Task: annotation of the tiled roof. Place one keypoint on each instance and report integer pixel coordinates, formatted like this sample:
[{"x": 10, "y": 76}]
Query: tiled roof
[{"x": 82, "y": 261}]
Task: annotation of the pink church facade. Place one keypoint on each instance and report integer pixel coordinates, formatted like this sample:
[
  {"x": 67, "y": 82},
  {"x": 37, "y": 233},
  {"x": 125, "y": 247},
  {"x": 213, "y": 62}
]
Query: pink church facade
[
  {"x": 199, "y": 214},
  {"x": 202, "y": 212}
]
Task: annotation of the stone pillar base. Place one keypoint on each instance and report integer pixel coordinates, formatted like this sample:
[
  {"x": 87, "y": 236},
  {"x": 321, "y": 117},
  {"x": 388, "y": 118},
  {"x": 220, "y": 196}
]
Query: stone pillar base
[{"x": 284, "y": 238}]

---

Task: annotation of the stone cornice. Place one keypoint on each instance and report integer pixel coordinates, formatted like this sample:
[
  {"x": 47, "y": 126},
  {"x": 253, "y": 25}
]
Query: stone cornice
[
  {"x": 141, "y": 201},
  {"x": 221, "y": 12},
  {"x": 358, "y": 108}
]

--

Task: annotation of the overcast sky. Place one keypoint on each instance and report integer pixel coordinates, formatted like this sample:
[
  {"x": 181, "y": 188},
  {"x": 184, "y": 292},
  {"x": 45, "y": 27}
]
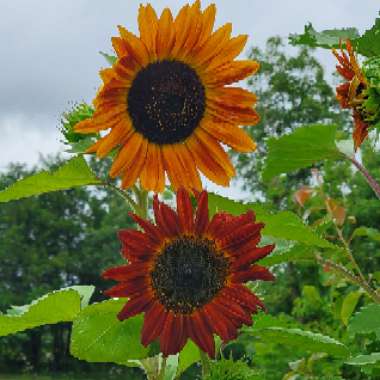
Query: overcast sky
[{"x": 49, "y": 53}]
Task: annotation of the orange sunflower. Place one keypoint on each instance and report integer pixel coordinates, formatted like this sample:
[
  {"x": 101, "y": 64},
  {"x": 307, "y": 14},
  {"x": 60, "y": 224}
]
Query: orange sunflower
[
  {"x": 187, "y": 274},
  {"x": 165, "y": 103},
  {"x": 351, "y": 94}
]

▶ [ASSIGNED TASK]
Throughout the material, how many lines contain the string "like"? Answer with the number alone.

▶ [OUTPUT FOR THIS TASK]
6